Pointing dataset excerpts
################

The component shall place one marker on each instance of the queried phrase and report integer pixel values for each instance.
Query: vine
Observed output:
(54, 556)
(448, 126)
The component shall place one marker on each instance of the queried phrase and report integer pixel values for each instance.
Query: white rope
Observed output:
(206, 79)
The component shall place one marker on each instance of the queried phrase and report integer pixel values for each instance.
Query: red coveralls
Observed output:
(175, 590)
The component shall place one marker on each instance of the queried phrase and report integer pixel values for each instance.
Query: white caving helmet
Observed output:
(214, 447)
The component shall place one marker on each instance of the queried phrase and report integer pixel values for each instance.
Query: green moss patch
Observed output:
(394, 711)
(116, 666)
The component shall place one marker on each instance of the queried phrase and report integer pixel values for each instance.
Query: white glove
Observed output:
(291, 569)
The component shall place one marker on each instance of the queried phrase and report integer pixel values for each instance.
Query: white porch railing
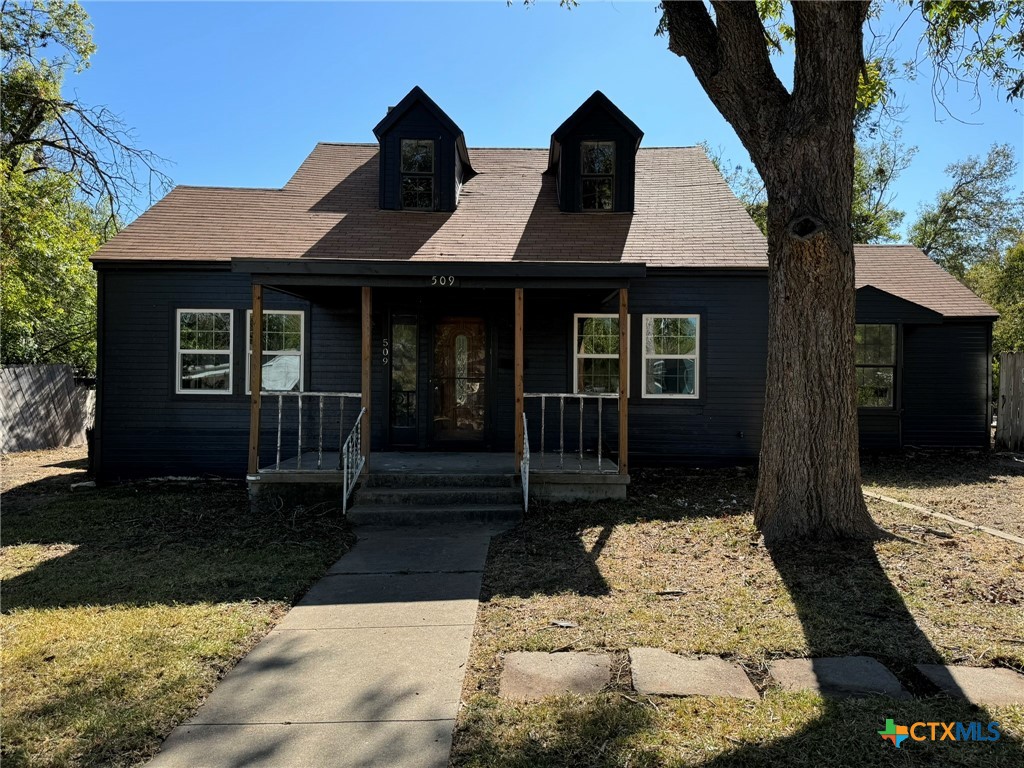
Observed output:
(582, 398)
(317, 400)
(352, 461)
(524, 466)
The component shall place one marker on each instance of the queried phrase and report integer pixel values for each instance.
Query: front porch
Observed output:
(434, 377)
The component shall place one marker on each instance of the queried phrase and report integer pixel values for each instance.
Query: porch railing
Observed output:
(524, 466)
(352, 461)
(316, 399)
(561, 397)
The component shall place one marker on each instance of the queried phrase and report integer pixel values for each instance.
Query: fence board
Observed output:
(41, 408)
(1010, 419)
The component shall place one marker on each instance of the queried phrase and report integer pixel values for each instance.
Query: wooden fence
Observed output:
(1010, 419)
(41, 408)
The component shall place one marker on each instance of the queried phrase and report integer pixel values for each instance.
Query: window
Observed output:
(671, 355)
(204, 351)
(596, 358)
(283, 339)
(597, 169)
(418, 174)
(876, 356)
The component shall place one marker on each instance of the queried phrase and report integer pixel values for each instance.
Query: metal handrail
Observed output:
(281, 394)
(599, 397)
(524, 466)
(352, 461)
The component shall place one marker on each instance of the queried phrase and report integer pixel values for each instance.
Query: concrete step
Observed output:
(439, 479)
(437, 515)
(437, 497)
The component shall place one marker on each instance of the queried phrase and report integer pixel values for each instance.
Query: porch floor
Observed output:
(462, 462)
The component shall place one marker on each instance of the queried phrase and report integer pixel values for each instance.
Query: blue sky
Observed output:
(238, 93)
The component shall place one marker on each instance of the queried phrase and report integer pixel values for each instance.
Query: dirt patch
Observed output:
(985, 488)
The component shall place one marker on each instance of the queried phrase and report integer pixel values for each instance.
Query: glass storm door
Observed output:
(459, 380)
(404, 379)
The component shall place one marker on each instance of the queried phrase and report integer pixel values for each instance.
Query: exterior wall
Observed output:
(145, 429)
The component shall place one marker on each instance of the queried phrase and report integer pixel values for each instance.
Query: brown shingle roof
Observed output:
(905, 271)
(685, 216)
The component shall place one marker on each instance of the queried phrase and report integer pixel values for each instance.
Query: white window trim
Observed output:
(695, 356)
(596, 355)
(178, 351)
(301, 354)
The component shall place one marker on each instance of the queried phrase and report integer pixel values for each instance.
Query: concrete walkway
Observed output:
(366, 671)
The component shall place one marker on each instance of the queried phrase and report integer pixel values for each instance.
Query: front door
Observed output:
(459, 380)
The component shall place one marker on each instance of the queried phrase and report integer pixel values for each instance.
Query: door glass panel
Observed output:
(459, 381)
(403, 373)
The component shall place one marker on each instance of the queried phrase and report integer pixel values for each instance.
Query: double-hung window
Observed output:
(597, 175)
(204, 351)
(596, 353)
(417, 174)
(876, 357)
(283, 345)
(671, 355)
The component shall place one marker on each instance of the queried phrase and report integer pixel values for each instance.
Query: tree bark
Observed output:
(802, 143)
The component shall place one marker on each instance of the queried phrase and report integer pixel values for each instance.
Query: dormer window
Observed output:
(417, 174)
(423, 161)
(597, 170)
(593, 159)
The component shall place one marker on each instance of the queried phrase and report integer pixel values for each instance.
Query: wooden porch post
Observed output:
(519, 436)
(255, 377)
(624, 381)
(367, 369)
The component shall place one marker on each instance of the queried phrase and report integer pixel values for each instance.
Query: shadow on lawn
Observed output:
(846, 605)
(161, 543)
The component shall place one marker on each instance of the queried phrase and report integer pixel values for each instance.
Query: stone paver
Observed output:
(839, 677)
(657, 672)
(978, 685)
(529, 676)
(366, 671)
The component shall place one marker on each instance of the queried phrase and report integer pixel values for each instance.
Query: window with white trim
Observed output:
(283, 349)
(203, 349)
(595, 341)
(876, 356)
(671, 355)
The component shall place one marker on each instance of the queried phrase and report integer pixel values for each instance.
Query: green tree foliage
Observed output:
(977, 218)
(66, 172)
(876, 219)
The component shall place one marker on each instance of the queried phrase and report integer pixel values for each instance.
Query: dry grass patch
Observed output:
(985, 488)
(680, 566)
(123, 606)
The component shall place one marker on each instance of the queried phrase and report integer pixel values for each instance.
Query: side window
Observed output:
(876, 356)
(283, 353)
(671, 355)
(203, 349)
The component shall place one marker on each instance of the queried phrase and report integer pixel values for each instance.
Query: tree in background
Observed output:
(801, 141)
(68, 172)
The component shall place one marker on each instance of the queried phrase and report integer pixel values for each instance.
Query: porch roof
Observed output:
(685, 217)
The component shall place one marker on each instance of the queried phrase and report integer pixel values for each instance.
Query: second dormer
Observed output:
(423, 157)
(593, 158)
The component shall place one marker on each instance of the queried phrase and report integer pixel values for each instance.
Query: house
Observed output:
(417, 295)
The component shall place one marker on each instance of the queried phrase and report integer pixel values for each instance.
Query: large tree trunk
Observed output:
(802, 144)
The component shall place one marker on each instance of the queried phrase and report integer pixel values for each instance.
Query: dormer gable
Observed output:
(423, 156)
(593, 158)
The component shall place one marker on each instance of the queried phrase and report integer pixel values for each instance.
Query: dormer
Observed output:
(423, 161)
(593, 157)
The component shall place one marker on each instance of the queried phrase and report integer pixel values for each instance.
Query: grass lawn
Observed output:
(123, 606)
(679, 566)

################

### [TASK DIRECTIONS]
Pictures in the records above should not be copied. Repeat everything else exactly.

### [EXERCISE OUTPUT]
The component shall place one marker on each instance of the queried phrase and report integer pixel values for each instance.
Query: vine
Observed output:
(54, 556)
(448, 126)
The component shall place one marker on each instance of the queried phrase and report integer pixel values for each instance.
Query: white rope
Observed output:
(206, 79)
The component shall place one marker on each instance of the queried phrase and report integer pixel values for each instance.
Query: red coveralls
Observed output:
(175, 590)
The component shall place one marker on each instance of the queried phrase and report integer pixel values for each instance.
Query: white caving helmet
Observed output:
(214, 447)
The component shall place one marker on each instance of the queried phrase and report integer pixel values for each instance.
Query: green moss patch
Observed output:
(394, 711)
(116, 666)
The component shall place one marker on each instance of the queried phrase and report integer pixel values for each instance.
Query: white glove
Observed output:
(291, 569)
The component shall place one marker on each instance of the queried phrase and report integer pixel values for each instance.
Query: white porch railing
Observed output:
(582, 398)
(317, 400)
(352, 461)
(524, 466)
The component shall place one marker on each instance of the queried phrase and report integer pixel values for each instance.
Query: front porch
Observed output:
(434, 377)
The component shall place one marker on each instance of the queried phrase and report integer pixel values for each instance.
Query: porch railing
Observed output:
(524, 466)
(352, 461)
(316, 399)
(561, 397)
The component shall place one marker on each instance of the queried phrase and report integer pixel values for each instance.
Query: fence board
Observed output:
(41, 408)
(1010, 419)
The component shall place one marker on each instance of the queried phrase and report integer pixel values for each instance.
Query: wooden fence
Observed output:
(1010, 419)
(41, 408)
The component shall place one marker on each instance of the queried phrase and report integer pixel values for each instance.
Query: window
Observed output:
(671, 355)
(204, 351)
(596, 358)
(283, 339)
(597, 169)
(418, 174)
(876, 356)
The component shall place one marker on each instance of the queried phrase and report integer pixel values for each instance.
Query: metal handrail
Observed output:
(281, 394)
(599, 397)
(524, 466)
(352, 461)
The component shall place one marker on each instance of the queried phrase and report integer pixel values for each instance.
Query: concrete step
Observed output:
(439, 479)
(437, 515)
(437, 497)
The component shall place one marker on each instance of the queried phrase and report integer pixel values for each instance.
Query: porch floor
Observed output:
(462, 462)
The component shall place one marker on each instance of the queried phrase and report integer pixel values for each instance.
Query: blue sky
Observed output:
(238, 93)
The component shall place one marker on each instance of the queried phrase and report integer pixel values for each instance.
Query: dirt patch
Observed output:
(985, 488)
The component shall place one marker on each instance of the queried phrase and report integer pixel values for each instance.
Query: glass storm door
Observed output:
(459, 380)
(404, 379)
The component shall place one marker on each instance of the queried phrase and report integer pixel values for each instance.
Query: exterior wall
Observed output:
(145, 429)
The component shall place one marker on each instance of the queried phrase and report integer pixel values for each instance.
Query: brown shingle roof
Observed output:
(905, 271)
(685, 216)
The component shall place one marker on each instance of the queried phrase and report integer pixel values for each instance.
Query: white window trim
Observed output:
(695, 356)
(596, 355)
(178, 351)
(301, 354)
The component shall place one marker on each instance of the queried phrase and report integer pixel values for each instance.
Query: concrete walkway
Observed output:
(366, 671)
The component shall place one marker on each instance of the queried phrase and report integer pixel values for each instance.
Query: front door
Observed output:
(459, 380)
The component shall place one marker on each instance of the queried phrase and report integer pixel values for each instance.
Query: door glass panel
Observed output:
(459, 381)
(403, 373)
The component shall place one marker on each instance of the queried phrase and report integer pixel values for each instance.
Query: double-hung window
Observed output:
(597, 175)
(204, 351)
(596, 353)
(417, 174)
(876, 357)
(283, 345)
(671, 355)
The component shall place one marker on each instance of the queried phrase and report integer pixel values for each instance.
Query: tree bark
Observed output:
(802, 143)
The component shall place one marker on each instance of the queried phrase and report integer pixel values for each instance.
Query: dormer window
Observed output:
(417, 174)
(423, 161)
(597, 170)
(593, 159)
The component shall place one marker on each instance of the queried phrase and report integer pixel values for each instance.
Query: wooden porch post
Observed output:
(519, 436)
(255, 377)
(624, 381)
(367, 369)
The component shall place one marker on each instance of the queried phrase and report integer pixel values for each instance.
Query: shadow on lawn
Observed output:
(846, 605)
(161, 543)
The component shall place one marker on each instance of the queried phrase and report integer pixel values for each instance.
Query: stone paver
Observed output:
(839, 677)
(657, 672)
(978, 685)
(529, 676)
(366, 671)
The component shall place one marker on each instance of the queried phrase and report integer pixel values for each instance.
Query: window with white trim
Observed output:
(283, 349)
(203, 349)
(595, 341)
(876, 356)
(671, 355)
The component shall place one marker on each instance of the queried phrase and report integer pixel values for each instance.
Query: green tree foliage
Observed output:
(977, 218)
(66, 172)
(876, 219)
The component shall place one marker on each instance of the queried phrase and report integer pixel values for each instance.
Query: dry grass patch
Observed output:
(985, 488)
(680, 566)
(123, 606)
The component shall place one marker on each instance of the queried phrase and report integer pixel values for each instance.
Query: side window
Observed output:
(876, 356)
(283, 353)
(671, 355)
(203, 349)
The component shall place one marker on each instance of the queried phrase and report integer pixel values for each instance.
Query: tree in background
Observed output:
(801, 141)
(68, 172)
The component shall place one marker on each instance of the queried phrase and report integer pixel values for each instance.
Query: porch roof
Observed output:
(685, 217)
The component shall place one marker on each instance of the queried phrase and report integer pixel values for each instance.
Query: second dormer
Observed output:
(423, 157)
(593, 158)
The component shall place one marker on each instance of the queried phrase and report integer pixel values for each instance.
Query: house
Observed output:
(417, 295)
The component shall place one marker on each instance of the queried phrase and report integer pixel values for each instance.
Query: large tree trunk
Observed output:
(802, 144)
The component shall place one marker on each instance of the queried phrase and report integer pixel values for each instance.
Query: dormer gable
Observed output:
(423, 156)
(593, 158)
The component shall place one marker on each instance of the queried phrase and report integer pixel values for each instance.
Query: dormer
Observed output:
(423, 161)
(593, 157)
The component shall place one marker on each instance of the queried phrase and report integer pixel values for each instance.
Query: grass lawn
Observed output:
(123, 606)
(679, 566)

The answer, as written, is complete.